-- Required tasks --
1. According to the text on Genesis 8:20-22, what does Noah do right after leaving the ark?
2. From the text on Genesis 8:20-22, list every pair that God says shall not cease while the earth remains.
3. Decide whether each statement agrees with the text on Genesis 8:20-22: (a) Noah left the ark as soon as he had evidence that the waters had subsided. (b) The flood is described as a deserved punishment. (c) Noah's burnt offerings were taken from every unclean animal.

Exercise passage START

God’s Grace: A Promise to Us All – Genesis 8:20-22

Though Noah had evidence that indicated that the waters had subsided, we find that in Genesis 8 he still waits on God to give the instruction to leave the ark. Once God’s command comes to do so, Noah, his family, and all the animals carried on the ark disembarked. Immediately after that, we see in verse 20 that Noah builds an altar and worships God. In response, God gives us an incredible promise.

Then Noah built an altar to the Lord and took some of every clean animal and some of every clean bird and offered burnt offerings on the altar. And when the Lord smelled the pleasing aroma, the Lord said in his heart, “I will never again curse the ground because of man, for the intention of man’s heart is evil from his youth. Neither will I ever again strike down every living creature as I have done. While the earth remains, seedtime and harvest, cold and heat, summer and winter, day and night, shall not cease.”

Genesis 8:20-22, ESV

God knew that even though Noah found favor in His sight, that man would still tend towards wickedness. Even Noah would fall prey to sin. Yet, despite that sin, despite that wickedness, God would never level punishment out like He did with the flood. In reality, when God brought the flood, it was a deserved punishment. Yet God chose to save all the rest of mankind through one man: Noah. Sound familiar?

It is often said that there’s a scarlet thread which runs through all the books of the Bible, at least the 66 books that make up the Bible without a particular denomination’s extra books, their Apocrypha. In Genesis we see a prophecy of Christ at the fall, when God tells Even that her offspring will crush the skull of the serpent as it strikes at the heel. Here, we see a foreshadowing of what Jesus would do. Paul wrote eloquently in Romans 5:18-21 how righteousness and salvation comes through one man, Christ Jesus. How God deal with humanity through Noah serves to point us towards Jesus. It reminds us that God can and will save us through the action of the Son of Man, that Jesus is sufficient and up to the task. That is why the Protestant reformation and subsequently Reformed theology insists on solus Christus, Christ alone, as one of the solas as the foundation of our belief.

Exercise passage END
Extracted records START

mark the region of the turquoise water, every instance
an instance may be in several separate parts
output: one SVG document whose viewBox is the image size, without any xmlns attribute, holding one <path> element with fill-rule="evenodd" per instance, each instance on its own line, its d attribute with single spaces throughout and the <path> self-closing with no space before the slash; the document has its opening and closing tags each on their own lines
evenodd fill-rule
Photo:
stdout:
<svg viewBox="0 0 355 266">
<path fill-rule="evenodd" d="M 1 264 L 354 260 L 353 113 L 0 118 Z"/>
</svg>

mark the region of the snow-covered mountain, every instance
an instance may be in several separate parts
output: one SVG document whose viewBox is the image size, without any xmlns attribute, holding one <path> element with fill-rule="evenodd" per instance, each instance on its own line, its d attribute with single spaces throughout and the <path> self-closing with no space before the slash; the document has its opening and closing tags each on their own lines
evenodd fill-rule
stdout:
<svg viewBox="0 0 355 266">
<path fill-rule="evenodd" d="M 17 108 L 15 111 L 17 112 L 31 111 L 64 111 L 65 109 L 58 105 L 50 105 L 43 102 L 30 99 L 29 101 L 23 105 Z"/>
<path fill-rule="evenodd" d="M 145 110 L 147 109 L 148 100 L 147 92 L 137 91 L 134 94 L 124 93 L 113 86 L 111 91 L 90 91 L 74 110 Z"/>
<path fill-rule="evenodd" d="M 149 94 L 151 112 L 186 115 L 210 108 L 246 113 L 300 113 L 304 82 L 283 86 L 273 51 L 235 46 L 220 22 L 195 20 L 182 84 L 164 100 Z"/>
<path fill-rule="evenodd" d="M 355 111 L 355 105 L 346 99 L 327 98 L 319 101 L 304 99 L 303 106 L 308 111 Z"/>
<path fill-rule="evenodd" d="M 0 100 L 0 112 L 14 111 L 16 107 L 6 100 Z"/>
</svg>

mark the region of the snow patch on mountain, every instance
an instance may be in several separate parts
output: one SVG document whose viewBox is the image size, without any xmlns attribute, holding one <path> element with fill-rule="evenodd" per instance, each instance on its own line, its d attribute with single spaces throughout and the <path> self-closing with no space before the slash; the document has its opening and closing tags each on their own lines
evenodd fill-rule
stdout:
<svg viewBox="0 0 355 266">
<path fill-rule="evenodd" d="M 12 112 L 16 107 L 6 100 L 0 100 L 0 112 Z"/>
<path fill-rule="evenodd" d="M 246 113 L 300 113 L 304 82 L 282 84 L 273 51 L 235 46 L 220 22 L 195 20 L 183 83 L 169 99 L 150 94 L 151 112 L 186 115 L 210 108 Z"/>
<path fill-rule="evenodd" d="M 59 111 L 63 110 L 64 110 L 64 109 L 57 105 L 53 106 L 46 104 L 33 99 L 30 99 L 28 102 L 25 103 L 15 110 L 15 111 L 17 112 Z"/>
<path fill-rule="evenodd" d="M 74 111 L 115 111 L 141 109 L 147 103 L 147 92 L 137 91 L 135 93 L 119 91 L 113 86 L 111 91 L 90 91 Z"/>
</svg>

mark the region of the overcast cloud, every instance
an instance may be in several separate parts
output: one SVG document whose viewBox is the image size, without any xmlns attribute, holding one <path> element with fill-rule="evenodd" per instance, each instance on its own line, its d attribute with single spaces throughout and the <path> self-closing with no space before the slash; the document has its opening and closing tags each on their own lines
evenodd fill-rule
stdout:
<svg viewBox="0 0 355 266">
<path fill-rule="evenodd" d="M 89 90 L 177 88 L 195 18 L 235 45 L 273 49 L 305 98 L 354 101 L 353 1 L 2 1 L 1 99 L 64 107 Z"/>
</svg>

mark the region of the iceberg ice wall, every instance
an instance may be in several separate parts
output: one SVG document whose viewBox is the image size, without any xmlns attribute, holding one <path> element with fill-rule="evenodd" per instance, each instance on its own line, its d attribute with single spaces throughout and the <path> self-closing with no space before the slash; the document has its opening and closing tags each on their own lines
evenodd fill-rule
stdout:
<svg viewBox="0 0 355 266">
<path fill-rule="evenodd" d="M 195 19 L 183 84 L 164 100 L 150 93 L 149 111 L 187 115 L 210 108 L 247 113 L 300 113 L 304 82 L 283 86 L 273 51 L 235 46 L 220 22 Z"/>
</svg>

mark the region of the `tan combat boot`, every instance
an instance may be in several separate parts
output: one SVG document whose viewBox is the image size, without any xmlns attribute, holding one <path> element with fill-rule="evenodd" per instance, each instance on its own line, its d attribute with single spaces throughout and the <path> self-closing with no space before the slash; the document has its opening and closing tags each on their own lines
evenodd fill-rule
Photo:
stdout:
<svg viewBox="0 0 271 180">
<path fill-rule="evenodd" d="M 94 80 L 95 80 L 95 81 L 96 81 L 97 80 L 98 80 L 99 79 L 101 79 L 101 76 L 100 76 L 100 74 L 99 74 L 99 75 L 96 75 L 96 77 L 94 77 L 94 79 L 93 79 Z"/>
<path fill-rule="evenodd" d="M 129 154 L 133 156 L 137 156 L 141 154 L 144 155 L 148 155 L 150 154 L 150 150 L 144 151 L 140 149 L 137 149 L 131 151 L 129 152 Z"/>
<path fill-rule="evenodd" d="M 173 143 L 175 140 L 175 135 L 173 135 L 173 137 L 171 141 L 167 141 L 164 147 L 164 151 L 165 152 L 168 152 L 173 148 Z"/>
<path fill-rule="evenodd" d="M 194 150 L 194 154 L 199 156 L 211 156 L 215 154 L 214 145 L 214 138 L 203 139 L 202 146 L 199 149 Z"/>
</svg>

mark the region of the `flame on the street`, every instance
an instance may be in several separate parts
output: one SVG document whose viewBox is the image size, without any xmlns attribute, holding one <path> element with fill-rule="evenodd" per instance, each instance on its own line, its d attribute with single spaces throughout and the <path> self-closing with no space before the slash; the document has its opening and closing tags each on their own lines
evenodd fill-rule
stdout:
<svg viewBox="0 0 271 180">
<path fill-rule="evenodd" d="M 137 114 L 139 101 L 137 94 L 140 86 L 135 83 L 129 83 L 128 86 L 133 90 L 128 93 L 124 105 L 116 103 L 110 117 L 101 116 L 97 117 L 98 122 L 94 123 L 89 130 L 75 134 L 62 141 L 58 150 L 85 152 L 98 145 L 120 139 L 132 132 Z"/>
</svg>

Extracted records END

-- Replies --
1. He builds an altar and worships God.

2. Seedtime and harvest; cold and heat; summer and winter; day and night.

3.
(a) No: "he still waits on God to give the instruction to leave the ark."
(b) Yes: "In reality, when God brought the flood, it was a deserved punishment."
(c) No: "took some of every clean animal and some of every clean bird"